START DATA SHOWN

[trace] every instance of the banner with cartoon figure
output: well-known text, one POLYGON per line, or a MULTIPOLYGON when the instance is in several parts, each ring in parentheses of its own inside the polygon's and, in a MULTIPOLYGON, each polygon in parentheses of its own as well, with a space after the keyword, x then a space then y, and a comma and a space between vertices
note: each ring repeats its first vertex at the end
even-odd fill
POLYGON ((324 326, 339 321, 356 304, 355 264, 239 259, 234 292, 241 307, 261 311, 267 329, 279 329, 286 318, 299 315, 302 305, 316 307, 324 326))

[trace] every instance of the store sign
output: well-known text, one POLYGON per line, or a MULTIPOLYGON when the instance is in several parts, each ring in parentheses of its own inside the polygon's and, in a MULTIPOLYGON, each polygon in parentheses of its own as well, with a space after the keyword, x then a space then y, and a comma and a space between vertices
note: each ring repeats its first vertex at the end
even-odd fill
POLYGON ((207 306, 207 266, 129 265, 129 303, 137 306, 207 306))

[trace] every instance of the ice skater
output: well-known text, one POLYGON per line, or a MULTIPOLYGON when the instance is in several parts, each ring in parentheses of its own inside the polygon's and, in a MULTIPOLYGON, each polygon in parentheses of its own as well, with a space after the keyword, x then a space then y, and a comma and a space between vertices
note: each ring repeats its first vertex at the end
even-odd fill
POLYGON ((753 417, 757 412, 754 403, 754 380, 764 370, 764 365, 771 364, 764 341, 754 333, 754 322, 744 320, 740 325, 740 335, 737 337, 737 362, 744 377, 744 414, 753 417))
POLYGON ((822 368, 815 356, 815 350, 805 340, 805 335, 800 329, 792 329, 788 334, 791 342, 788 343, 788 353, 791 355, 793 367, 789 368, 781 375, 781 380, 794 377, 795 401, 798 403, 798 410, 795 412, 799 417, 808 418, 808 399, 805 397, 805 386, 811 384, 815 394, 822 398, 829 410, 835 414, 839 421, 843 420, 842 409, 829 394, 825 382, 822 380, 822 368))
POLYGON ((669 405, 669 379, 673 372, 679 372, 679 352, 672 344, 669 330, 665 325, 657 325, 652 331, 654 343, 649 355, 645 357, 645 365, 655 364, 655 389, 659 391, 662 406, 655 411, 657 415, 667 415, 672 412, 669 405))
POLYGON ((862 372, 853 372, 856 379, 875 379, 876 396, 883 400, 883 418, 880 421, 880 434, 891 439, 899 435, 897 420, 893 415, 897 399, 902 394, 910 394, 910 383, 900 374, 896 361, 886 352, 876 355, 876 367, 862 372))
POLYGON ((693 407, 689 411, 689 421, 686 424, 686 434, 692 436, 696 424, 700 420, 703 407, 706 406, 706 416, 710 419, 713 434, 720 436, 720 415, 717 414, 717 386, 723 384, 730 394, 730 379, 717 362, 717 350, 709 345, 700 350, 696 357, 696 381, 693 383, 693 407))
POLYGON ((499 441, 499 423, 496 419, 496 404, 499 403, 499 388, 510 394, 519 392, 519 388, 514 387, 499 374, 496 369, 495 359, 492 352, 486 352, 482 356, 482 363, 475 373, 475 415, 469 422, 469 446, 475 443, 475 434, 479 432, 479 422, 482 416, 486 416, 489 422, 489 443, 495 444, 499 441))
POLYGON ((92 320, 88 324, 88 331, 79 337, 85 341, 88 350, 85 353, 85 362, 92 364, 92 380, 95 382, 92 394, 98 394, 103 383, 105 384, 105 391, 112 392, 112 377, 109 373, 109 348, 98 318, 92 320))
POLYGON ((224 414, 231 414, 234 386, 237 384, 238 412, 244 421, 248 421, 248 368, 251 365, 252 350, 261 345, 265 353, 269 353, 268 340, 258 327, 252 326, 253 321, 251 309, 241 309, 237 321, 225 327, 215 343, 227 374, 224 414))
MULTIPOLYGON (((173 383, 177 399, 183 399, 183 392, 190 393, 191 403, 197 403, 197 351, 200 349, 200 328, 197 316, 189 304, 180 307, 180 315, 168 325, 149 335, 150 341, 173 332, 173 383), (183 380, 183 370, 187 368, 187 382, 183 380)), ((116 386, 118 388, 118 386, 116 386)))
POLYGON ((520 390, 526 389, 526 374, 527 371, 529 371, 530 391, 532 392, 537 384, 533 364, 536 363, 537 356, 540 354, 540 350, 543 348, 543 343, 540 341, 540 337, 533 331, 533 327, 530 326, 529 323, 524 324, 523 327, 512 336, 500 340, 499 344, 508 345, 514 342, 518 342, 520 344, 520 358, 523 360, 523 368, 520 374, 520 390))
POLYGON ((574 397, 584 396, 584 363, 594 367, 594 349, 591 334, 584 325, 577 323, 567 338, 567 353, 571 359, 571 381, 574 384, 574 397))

END DATA SHOWN
START DATA SHOWN

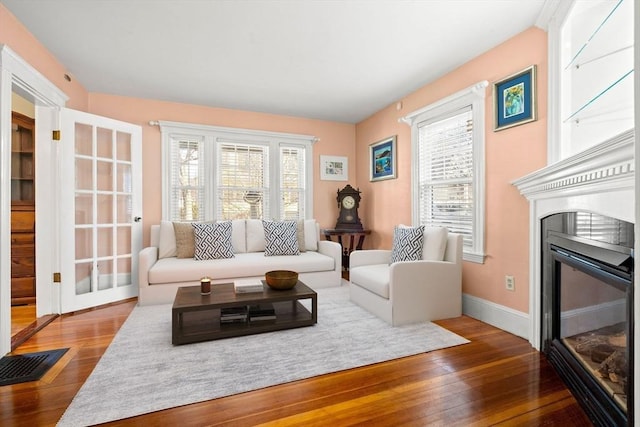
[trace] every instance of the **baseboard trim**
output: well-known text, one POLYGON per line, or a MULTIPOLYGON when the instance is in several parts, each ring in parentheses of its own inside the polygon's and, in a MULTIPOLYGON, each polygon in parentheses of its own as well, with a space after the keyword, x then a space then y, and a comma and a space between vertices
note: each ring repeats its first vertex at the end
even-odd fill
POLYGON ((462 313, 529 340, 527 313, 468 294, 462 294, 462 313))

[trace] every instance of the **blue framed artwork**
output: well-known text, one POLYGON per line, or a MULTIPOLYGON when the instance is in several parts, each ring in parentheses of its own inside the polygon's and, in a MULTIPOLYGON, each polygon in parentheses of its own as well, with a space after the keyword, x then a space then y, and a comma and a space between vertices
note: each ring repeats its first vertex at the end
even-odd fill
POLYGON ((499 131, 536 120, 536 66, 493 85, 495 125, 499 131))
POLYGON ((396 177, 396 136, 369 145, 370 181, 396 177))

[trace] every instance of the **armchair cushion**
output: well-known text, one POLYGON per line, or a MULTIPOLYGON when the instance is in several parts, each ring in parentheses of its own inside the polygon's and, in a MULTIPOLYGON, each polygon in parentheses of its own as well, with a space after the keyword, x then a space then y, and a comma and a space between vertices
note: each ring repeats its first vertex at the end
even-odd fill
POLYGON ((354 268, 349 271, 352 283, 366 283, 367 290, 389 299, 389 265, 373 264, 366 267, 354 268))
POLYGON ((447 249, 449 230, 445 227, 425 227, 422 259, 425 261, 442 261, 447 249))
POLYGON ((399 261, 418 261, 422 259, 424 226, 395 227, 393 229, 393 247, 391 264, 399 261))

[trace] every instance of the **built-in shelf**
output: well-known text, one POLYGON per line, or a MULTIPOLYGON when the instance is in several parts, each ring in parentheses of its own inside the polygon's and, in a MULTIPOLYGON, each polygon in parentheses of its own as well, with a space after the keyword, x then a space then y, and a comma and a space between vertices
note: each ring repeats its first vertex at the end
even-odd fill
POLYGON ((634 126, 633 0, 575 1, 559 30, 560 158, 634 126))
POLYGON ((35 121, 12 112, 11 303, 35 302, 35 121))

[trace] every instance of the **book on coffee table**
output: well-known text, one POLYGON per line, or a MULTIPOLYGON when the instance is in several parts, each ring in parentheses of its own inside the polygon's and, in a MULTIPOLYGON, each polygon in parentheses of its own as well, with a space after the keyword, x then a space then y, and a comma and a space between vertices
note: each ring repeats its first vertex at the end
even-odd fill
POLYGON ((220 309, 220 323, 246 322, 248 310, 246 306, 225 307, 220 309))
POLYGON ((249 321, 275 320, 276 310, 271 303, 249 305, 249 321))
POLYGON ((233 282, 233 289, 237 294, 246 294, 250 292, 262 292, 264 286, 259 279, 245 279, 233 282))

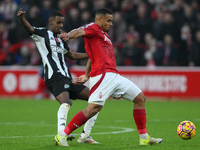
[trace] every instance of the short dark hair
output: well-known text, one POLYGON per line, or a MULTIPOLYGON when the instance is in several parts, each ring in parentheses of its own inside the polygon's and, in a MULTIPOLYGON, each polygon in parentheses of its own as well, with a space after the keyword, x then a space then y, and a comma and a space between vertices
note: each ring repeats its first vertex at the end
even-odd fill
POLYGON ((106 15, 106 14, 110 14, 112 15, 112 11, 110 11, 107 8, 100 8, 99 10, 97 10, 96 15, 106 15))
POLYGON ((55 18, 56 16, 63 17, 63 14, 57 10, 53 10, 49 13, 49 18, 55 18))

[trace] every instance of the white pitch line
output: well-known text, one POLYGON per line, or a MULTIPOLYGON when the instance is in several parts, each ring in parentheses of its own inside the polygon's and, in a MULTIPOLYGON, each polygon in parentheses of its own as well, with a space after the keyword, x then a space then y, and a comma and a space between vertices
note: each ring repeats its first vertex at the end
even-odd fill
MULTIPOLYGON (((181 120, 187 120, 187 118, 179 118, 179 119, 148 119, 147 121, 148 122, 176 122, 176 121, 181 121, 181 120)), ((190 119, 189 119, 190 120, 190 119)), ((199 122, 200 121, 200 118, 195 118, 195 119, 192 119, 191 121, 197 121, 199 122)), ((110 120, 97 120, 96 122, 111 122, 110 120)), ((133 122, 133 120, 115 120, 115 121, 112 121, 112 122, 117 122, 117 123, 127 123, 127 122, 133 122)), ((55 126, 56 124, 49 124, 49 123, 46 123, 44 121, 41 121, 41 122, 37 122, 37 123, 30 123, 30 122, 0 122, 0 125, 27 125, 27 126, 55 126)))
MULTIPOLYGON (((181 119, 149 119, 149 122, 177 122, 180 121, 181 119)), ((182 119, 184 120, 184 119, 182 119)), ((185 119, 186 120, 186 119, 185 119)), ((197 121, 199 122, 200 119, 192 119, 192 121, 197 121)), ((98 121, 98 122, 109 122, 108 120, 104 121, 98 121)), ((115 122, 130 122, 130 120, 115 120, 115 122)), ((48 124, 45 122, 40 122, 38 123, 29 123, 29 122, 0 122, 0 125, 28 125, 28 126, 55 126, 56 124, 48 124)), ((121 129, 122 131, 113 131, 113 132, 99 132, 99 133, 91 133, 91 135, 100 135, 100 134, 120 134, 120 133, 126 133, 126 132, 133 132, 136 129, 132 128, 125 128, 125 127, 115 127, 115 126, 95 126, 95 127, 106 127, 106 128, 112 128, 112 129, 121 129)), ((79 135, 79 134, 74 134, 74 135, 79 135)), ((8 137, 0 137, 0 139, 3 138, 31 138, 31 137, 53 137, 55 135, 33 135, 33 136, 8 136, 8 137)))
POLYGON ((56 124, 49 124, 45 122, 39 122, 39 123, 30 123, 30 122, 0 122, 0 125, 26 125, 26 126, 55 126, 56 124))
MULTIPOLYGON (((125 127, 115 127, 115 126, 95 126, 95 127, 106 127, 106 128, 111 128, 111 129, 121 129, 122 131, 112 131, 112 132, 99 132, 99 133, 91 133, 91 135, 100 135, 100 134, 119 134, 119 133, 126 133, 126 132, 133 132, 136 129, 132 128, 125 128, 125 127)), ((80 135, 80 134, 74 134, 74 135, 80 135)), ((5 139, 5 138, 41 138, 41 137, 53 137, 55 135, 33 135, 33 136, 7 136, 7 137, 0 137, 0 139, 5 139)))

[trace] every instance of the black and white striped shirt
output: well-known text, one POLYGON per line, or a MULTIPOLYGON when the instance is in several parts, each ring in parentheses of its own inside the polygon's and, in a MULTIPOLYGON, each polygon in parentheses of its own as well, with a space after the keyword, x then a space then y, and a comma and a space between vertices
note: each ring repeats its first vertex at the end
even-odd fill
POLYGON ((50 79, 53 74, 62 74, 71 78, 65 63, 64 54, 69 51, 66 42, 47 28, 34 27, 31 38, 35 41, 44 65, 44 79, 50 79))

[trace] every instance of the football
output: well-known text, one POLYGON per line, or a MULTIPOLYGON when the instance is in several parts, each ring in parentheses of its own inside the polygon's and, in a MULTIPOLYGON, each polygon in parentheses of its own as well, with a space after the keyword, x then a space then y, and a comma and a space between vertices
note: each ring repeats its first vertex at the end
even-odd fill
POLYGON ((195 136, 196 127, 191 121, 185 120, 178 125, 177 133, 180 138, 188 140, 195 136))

END DATA SHOWN
START DATA SHOWN

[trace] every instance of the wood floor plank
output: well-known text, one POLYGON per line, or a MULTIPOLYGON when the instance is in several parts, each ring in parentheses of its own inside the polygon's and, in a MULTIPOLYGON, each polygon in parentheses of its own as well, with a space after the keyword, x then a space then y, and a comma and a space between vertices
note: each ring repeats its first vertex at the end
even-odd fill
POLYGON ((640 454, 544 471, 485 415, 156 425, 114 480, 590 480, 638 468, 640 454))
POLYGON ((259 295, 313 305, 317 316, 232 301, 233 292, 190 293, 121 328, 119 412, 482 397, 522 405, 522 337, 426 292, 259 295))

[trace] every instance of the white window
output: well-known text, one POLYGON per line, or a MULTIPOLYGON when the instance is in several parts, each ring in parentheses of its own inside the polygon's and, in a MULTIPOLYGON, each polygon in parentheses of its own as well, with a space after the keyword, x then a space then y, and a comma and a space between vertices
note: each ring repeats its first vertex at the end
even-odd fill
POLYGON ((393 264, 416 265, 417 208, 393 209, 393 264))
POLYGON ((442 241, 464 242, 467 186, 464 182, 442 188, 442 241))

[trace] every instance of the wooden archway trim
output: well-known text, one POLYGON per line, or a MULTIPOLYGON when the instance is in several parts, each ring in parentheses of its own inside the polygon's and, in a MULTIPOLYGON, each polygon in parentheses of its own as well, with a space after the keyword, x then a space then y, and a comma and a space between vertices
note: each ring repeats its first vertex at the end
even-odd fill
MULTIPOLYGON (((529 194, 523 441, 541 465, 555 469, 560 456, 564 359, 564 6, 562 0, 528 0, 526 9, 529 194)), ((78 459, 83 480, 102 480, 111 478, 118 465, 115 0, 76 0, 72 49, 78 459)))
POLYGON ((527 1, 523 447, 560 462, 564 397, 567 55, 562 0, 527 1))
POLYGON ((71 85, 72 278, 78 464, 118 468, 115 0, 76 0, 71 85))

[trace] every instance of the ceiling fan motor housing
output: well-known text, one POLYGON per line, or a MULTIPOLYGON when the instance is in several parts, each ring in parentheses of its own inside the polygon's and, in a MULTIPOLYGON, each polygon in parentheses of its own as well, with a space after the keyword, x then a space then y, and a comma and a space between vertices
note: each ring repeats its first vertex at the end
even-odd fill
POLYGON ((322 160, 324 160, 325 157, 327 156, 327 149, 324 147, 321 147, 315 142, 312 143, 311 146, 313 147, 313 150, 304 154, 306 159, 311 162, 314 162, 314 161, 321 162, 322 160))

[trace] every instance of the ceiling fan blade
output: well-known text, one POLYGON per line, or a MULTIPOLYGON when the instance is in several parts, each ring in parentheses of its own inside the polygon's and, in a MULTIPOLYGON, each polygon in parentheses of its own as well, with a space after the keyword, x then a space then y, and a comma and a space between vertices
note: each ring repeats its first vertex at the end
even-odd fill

END DATA SHOWN

Produce the number of lines in the data containing the string "ceiling", with nothing added.

◆ **ANSWER TO THIS TASK**:
2